◆ Instructions to follow: Would it be possible to quote, exactly and in full, the lines from the one with "locate the clasped hands in the photo below" through the end of the entries below?

────────

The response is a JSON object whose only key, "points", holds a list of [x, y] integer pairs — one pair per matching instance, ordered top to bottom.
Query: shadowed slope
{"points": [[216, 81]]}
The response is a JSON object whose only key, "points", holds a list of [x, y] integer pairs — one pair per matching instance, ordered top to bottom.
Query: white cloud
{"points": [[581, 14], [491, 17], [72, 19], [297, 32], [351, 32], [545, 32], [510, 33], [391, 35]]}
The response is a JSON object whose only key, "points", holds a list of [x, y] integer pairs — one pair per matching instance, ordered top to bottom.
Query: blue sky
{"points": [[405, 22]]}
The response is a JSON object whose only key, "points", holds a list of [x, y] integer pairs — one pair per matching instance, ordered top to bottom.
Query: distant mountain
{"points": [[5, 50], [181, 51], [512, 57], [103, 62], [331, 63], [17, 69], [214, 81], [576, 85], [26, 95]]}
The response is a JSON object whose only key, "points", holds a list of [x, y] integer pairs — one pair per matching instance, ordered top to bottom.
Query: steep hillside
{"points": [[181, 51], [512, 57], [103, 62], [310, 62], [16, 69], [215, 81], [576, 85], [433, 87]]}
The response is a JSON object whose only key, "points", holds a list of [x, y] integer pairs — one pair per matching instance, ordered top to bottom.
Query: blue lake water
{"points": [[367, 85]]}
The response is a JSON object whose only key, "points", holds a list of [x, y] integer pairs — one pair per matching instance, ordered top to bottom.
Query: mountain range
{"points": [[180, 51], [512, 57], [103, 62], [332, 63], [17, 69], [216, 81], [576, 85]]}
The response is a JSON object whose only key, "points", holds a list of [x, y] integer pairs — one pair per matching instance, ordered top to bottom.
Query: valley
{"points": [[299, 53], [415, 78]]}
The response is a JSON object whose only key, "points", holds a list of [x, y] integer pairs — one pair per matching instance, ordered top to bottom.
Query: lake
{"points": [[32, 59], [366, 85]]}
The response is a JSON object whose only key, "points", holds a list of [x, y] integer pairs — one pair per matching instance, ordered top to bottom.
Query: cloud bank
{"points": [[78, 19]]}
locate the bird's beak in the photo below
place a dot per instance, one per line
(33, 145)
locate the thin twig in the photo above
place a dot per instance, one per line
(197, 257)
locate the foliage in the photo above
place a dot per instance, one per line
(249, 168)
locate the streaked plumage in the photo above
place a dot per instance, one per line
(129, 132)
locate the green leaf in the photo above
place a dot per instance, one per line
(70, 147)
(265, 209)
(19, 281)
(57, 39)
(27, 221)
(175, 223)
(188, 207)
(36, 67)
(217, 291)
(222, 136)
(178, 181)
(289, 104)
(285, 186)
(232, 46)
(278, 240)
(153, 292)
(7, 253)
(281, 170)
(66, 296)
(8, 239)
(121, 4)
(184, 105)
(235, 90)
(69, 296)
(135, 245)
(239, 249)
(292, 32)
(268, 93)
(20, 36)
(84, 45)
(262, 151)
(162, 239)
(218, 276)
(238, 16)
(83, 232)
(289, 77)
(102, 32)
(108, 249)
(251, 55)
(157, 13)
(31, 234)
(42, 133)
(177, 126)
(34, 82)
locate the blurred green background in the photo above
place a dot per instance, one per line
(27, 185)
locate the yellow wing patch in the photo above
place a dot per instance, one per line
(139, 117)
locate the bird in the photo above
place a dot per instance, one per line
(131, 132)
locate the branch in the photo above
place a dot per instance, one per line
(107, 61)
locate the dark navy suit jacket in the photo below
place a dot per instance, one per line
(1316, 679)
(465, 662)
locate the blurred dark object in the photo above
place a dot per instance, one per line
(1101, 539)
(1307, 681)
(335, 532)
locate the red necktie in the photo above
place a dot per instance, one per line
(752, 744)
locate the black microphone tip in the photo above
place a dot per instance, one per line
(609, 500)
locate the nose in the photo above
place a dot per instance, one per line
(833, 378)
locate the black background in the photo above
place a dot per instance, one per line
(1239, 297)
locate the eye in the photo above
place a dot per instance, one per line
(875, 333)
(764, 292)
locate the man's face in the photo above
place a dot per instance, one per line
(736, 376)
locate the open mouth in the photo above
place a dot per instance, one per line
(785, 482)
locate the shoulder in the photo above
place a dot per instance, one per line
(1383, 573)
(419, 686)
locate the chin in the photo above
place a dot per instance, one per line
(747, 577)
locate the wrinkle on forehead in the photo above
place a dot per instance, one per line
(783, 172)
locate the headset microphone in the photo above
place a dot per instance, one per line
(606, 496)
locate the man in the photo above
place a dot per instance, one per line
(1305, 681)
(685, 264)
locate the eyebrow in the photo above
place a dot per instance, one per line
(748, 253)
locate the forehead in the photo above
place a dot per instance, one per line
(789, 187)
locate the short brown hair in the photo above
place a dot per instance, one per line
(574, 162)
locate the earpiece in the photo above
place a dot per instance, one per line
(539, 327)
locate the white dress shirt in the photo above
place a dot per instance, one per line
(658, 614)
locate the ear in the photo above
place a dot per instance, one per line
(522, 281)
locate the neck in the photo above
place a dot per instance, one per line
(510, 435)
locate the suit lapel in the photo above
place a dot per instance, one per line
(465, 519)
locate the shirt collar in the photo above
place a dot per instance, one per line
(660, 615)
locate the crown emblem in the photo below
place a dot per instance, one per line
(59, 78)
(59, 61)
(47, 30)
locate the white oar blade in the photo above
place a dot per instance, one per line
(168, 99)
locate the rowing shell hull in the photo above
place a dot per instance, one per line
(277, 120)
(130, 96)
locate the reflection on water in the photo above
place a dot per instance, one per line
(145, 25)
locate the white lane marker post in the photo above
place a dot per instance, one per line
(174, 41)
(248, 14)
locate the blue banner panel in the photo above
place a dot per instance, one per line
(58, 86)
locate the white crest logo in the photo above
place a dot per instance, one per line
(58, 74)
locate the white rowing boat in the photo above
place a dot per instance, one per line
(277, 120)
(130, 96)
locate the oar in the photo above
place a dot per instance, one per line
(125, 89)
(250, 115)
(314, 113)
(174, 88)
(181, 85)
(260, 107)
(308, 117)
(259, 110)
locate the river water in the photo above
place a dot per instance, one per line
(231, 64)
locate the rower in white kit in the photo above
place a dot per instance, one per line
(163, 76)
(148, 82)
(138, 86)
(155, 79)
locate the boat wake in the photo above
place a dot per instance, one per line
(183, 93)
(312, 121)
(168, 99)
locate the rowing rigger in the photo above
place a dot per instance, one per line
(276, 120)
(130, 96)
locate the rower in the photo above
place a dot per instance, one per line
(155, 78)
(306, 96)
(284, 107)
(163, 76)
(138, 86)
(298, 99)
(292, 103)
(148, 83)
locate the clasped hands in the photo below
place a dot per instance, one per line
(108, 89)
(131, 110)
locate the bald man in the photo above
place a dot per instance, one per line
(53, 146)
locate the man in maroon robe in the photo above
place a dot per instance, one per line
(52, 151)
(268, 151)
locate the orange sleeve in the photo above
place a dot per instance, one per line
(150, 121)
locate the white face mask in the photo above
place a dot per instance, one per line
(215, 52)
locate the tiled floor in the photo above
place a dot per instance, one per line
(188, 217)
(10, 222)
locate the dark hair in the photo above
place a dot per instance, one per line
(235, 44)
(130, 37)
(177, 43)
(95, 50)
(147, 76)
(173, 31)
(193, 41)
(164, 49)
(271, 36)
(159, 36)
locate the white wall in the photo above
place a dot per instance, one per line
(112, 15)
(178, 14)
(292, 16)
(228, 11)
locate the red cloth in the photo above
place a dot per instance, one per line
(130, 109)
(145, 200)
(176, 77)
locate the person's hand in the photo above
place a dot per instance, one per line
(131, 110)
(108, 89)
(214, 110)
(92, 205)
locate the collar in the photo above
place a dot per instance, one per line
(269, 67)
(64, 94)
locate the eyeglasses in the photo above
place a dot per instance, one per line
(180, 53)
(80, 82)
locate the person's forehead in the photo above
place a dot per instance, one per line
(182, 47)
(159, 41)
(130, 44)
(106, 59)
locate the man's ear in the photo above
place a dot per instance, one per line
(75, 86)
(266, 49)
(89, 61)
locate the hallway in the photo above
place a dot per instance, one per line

────────

◆ Solution:
locate the clasped hands in the photo below
place a dot per instance, one per line
(108, 89)
(131, 110)
locate the bald man in the photo above
place a dot per instance, one per line
(53, 146)
locate the man in maroon robe in the photo above
place a dot per instance, one per line
(52, 151)
(268, 151)
locate the orange sleeve in the photo above
place a dot per instance, one per line
(150, 121)
locate the white face mask in the photo above
place a dot per instance, one per line
(215, 52)
locate the tiled floor in the photo above
place a dot per instance, one per line
(188, 217)
(10, 222)
locate the dark hair in the photo above
place a dot per instance, one per line
(235, 44)
(130, 37)
(177, 43)
(95, 50)
(147, 76)
(173, 31)
(193, 41)
(164, 49)
(271, 36)
(159, 36)
locate the white wall in the photo above
place a dot per instance, one per line
(112, 15)
(178, 14)
(292, 16)
(228, 11)
locate the red cloth in the photo above
place a dot per instance, one per line
(130, 109)
(145, 200)
(176, 77)
locate the person's hand in the photo above
place a dot per instance, one per line
(131, 110)
(108, 89)
(214, 110)
(92, 205)
locate the collar in the photo above
place a dot per instance, one per line
(269, 67)
(64, 94)
locate the eyeglasses in the photo above
place a dot per instance, one per line
(180, 53)
(80, 82)
locate the person's forehead in the photo above
place a dot per instance, one per line
(182, 47)
(159, 41)
(130, 44)
(106, 59)
locate the man's ear in the photo above
place a dot per instance, one per line
(75, 86)
(266, 49)
(89, 61)
locate the hallway in the photo above
place a dot per instance, one per line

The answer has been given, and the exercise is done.